_Ejercicios por resolver_
1) Actualiza un tramo del fragmento sobre literatura coreana, sustituyendo "Osaka" por "Kioto". Empieza en las palabras "En la primera" y detente después de "esfuerzo y dedicación.".
2) Según el fragmento sobre literatura coreana, ¿qué institución organizó el concurso?
3) Enumera los medios con los que, según el fragmento sobre literatura coreana, cada vez más japoneses empiezan a aprender coreano.

_Fragmento_
En la primera semana de agosto viajé a Osaka, Japón, por motivos de trabajo. Fui jurado en un concurso de literatura coreana organizado por el Centro Cultural Coreano, que comenzó el año pasado. La literatura coreana ha ganado notoriedad en Japón recientemente, hasta el punto de que muchos medios la llaman “K-literature”, tras el auge del K-pop. Cada vez más japoneses empiezan a aprender coreano a través de canciones, música, cine y dramas coreanos. Quienes se interesan por un idioma suelen querer conocer también la cultura que lo acompaña, y esa pasión se extiende a la traducción. Desde el éxito de la primera edición, muchas personas se han animado a participar en el certamen, y creo que los ganadores han visto recompensado su esfuerzo y dedicación.

Como jurado, comenté en general a los concursantes: “Aunque vivamos en distintos países y mundos, encontramos consuelo en la literatura al descubrir rasgos humanos comunes. Pero quizá la traducción no consista en hallar similitudes, sino en reconocer diferencias que nos permitan comprendernos”.

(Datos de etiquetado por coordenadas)
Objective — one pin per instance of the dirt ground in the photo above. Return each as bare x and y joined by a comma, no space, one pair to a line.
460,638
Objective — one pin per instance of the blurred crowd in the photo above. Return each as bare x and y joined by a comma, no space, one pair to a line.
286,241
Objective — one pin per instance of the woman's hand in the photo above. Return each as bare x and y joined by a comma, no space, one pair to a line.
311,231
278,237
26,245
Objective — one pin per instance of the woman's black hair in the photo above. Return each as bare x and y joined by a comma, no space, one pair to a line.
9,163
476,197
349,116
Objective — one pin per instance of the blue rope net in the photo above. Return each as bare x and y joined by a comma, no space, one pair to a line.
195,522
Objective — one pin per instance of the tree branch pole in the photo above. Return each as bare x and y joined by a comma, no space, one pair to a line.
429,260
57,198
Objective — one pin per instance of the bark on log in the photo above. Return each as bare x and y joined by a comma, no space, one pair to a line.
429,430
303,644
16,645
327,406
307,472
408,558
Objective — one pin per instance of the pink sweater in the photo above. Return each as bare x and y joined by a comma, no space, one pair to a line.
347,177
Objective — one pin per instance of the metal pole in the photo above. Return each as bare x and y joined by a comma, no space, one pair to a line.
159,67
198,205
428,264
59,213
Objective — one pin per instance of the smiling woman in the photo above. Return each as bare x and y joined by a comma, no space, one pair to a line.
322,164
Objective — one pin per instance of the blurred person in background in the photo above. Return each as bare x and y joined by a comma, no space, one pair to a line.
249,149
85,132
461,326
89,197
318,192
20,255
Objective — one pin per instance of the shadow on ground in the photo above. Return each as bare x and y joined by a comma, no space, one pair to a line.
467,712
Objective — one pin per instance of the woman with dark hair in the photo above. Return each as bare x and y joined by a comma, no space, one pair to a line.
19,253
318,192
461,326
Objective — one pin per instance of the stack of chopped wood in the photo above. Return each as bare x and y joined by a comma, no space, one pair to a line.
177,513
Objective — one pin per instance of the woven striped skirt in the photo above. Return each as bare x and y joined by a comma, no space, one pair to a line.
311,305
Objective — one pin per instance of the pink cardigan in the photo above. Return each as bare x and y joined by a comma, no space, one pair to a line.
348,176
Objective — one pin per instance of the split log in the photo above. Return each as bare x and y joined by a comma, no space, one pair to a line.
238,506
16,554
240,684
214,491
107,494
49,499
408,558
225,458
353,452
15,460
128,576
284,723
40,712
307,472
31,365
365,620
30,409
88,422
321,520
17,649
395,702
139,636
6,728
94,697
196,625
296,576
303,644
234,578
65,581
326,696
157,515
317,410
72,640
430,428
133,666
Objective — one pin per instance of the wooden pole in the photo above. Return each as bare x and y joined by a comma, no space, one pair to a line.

_Soluciones_
1)
En la primera semana de agosto viajé a Kioto, Japón, por motivos de trabajo. Fui jurado en un concurso de literatura coreana organizado por el Centro Cultural Coreano, que comenzó el año pasado. La literatura coreana ha ganado notoriedad en Japón recientemente, hasta el punto de que muchos medios la llaman “K-literature”, tras el auge del K-pop. Cada vez más japoneses empiezan a aprender coreano a través de canciones, música, cine y dramas coreanos. Quienes se interesan por un idioma suelen querer conocer también la cultura que lo acompaña, y esa pasión se extiende a la traducción. Desde el éxito de la primera edición, muchas personas se han animado a participar en el certamen, y creo que los ganadores han visto recompensado su esfuerzo y dedicación.

2) El Centro Cultural Coreano.

3) Canciones, música, cine y dramas coreanos.